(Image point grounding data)
=======

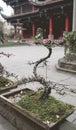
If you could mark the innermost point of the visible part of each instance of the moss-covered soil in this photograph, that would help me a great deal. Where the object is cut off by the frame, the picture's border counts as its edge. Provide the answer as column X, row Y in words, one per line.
column 4, row 83
column 47, row 110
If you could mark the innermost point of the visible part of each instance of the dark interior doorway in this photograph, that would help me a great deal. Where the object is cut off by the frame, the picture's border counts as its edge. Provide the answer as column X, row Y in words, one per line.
column 58, row 26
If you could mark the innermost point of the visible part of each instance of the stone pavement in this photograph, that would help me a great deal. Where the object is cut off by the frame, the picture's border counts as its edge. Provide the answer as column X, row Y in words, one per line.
column 65, row 88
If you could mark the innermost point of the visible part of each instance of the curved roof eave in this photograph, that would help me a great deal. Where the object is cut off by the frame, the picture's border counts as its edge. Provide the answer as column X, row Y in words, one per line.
column 8, row 18
column 45, row 2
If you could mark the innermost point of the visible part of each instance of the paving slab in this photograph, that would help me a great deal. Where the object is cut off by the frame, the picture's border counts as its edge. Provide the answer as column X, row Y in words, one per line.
column 5, row 125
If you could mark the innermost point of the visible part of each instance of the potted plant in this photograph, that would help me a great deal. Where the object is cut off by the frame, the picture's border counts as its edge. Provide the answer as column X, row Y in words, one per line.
column 34, row 110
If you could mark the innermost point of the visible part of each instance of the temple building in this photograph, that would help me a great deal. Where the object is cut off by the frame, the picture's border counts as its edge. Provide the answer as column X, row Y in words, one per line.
column 53, row 16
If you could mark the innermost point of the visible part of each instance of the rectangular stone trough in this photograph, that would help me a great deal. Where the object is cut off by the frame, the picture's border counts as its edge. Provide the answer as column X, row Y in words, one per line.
column 20, row 119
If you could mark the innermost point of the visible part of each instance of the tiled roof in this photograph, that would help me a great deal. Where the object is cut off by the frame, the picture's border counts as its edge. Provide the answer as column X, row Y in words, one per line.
column 46, row 2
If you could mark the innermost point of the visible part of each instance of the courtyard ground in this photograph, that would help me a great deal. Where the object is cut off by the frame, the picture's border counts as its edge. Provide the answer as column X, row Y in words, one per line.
column 17, row 63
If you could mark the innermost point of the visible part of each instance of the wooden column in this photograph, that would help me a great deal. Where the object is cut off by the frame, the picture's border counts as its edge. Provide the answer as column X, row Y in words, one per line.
column 74, row 15
column 21, row 9
column 50, row 26
column 33, row 29
column 67, row 24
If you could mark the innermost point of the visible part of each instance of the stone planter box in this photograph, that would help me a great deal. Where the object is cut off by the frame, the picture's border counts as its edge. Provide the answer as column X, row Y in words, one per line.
column 20, row 119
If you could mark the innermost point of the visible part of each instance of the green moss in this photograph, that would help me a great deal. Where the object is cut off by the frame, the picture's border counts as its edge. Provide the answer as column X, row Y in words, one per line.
column 49, row 109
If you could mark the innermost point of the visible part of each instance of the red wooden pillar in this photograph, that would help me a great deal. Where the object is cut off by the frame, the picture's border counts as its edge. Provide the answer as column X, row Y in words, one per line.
column 50, row 26
column 33, row 29
column 67, row 24
column 21, row 10
column 33, row 8
column 14, row 31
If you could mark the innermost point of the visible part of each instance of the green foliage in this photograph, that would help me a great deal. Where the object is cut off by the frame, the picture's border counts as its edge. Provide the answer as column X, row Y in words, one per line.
column 49, row 109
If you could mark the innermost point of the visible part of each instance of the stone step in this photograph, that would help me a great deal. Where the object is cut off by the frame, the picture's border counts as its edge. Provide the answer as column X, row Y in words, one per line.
column 66, row 125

=======

__Problem to solve__: Once the pictures are removed, print all the remaining data exactly as it stands.

__Expected output__:
If you could mark the innermost point of the visible part of each instance of the moss-covered soil in this photograph, that would help me a great deal. Where the object is cut off by the frame, the picture's border counts as its edge. Provide the answer as column X, row Y in words, one per line.
column 4, row 83
column 47, row 110
If you could mark the innermost point of the visible part of each instance of the dark interior doorway in this photograph, that would help me a great deal. Where the object is cut off by the frame, the picture's border counts as its edge. Provide the answer as column X, row Y in words, one per line.
column 58, row 26
If you could mark the innermost point of the visible part of each instance of the stone pavement in this photograph, that would help me a great deal. Where the object is cut off by the frame, the picture's border counts as its edge. Provide the answer as column X, row Y in words, one per line.
column 65, row 88
If you could mark the innermost point of the visible part of each instance of the curved roof eave in this photograph, that would help me a great deal. Where the object is cut off by the frame, the picture's border counts as its edge. Provide the answer as column X, row Y in words, one per line.
column 8, row 18
column 45, row 2
If you could mark the innermost point of the visible part of each instance of the paving slab in this photograph, that would help me a great deal. Where the object is cut off by the frame, the picture's border counts as its edge. Provide the answer as column X, row Y in words, one per line.
column 5, row 125
If you could mark the innermost point of the visible part of each instance of the potted plant in this photograph, that would help me a great deal. Where the object is cut off by the frame, the picture's border counts as its edge. Provide the answer as column X, row Y in words, one per line.
column 34, row 110
If you could mark the innermost point of the visible part of each instance of the temple building in this photograph, that would help me a great deal. Where the object is cut off by the frame, the picture's border counts as its edge. Provide the answer as column X, row Y in words, one per line.
column 53, row 16
If you could mark the innermost point of the visible part of each instance of the rectangular stone trough in this photograph, that would help me a great deal. Where the object is cut off by the frame, the picture's border counts as its edge. Provide the answer as column X, row Y in words, one per line.
column 20, row 119
If you could mark the innermost point of the visible part of each instance of the tiled roof in this photograph, that would help me a great deal. Where the object is cut off by the frame, the picture's border counts as its edge. Provide the answer as column X, row Y in words, one per line.
column 46, row 2
If you could mark the innermost point of the visible part of each instance of the courtyard ground in this photograph, that would help me a great deal. Where the object is cut off by the frame, the picture's border counts as its edge. Provide the answer as column X, row Y in words, one per line.
column 17, row 63
If you could mark the innermost point of the visible part of each instance of the wooden column in this photograph, that would help me a great deal. Where the object is cut off by the frame, the picture's border counts as its edge. Provide the answer as column X, row Y in words, one per line.
column 74, row 15
column 21, row 9
column 50, row 26
column 33, row 29
column 67, row 24
If you could mark the innermost point of the visible part of each instance of the stone planter box in this photograph, that would help me a great deal. Where the object is cut off by the frame, the picture's border counts as its edge. Provide the answer as column X, row Y in words, one per line.
column 20, row 119
If you could mark the innermost point of the visible part of each instance of the green moss in this photograph, that would help me a great deal. Where the object is cut off by the frame, the picture's border counts as its edge. Provide the answer as column X, row Y in words, one per line.
column 49, row 109
If you could mark the innermost point of the visible part of each instance of the red wooden pillar in this photograph, that would help me a great deal. Where the object is cut off by the frame, the picture's border counts as its edge. Provide the answer as column X, row Y in words, one per line.
column 50, row 26
column 33, row 29
column 67, row 24
column 21, row 10
column 33, row 8
column 14, row 31
If you could mark the innermost point of the visible part of each instance of the green foliage in this photograph, that would help me a great deal. Where the object is cut off by the frame, the picture's border counts as its edge. Provide the answer as column X, row Y in words, one per line.
column 49, row 109
If you could mark the innermost point of the visible part of each instance of the stone step in this photograph, that would help me a great deal. Where the object is cut off by the frame, the picture's border counts as its edge. Provide the answer as column X, row Y in words, one per line.
column 66, row 125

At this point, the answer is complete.